Descripción del problema: Indica cuántas de las líneas que aparecen a continuación contienen la cadena "tree", teniendo en cuenta mayúsculas y minúsculas. Responde únicamente con el número.

Líneas mostradas:
::::::::::
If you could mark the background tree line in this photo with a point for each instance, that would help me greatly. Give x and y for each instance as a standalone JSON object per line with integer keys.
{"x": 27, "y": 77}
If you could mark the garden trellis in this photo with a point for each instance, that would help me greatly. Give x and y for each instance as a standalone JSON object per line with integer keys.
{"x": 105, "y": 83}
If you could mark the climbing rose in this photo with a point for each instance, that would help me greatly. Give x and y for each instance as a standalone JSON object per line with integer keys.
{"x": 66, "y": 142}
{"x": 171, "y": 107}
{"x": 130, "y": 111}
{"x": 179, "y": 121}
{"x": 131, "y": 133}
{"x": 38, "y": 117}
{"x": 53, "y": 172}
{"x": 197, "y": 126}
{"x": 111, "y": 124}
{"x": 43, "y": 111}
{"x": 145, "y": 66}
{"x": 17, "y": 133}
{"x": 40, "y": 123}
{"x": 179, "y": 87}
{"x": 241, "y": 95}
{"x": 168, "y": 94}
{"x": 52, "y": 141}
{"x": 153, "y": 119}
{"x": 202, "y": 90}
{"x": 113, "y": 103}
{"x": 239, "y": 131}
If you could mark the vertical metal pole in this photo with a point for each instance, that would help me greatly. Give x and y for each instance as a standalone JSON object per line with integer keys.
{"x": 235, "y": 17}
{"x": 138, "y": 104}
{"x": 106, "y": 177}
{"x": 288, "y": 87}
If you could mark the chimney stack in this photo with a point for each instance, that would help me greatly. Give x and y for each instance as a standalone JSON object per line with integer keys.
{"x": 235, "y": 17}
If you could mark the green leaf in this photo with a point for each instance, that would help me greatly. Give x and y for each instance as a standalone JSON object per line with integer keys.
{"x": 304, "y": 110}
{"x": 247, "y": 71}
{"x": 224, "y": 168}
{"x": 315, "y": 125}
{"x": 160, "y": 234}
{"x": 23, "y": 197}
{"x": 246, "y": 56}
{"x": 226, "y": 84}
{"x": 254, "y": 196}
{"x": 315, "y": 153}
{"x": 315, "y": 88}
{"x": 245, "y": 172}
::::::::::
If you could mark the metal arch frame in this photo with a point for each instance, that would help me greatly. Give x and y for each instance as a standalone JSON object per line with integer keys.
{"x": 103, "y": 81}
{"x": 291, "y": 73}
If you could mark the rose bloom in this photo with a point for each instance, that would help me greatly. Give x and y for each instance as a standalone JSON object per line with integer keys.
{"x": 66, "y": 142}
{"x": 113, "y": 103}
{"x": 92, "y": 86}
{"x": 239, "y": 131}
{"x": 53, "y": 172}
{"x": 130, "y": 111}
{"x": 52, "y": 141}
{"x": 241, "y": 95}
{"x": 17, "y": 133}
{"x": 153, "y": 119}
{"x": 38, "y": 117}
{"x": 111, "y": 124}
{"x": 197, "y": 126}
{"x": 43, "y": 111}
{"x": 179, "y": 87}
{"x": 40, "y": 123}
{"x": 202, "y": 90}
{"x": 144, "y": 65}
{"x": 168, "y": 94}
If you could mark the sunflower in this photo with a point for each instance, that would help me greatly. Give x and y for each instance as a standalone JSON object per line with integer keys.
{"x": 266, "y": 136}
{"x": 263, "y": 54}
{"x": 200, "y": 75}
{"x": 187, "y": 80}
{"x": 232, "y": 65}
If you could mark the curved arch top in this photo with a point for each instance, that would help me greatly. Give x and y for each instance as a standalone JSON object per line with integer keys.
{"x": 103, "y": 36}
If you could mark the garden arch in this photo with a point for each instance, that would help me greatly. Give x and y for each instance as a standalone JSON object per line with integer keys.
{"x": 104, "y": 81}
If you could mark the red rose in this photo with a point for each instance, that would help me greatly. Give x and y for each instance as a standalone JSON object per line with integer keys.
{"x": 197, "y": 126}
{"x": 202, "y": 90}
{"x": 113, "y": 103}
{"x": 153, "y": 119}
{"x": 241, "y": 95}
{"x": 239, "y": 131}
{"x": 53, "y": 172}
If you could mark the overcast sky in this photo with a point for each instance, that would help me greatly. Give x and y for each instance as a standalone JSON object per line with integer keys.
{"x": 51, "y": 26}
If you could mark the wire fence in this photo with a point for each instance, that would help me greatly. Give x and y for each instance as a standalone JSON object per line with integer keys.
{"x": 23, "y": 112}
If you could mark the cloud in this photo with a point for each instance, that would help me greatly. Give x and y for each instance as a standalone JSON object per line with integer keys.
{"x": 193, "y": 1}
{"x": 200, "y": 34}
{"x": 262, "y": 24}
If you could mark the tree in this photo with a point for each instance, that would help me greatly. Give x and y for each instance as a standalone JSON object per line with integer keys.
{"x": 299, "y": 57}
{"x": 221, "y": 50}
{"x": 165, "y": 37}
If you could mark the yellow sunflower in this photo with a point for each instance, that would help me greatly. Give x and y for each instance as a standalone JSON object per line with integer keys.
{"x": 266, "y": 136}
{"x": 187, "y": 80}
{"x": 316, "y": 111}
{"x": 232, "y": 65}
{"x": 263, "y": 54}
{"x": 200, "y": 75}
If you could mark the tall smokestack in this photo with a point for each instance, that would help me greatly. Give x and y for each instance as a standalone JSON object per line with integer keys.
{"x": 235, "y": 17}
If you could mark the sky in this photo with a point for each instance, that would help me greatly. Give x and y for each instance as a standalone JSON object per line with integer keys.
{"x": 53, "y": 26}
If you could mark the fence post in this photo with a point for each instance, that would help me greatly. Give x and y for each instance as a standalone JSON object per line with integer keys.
::::::::::
Solución del problema: 2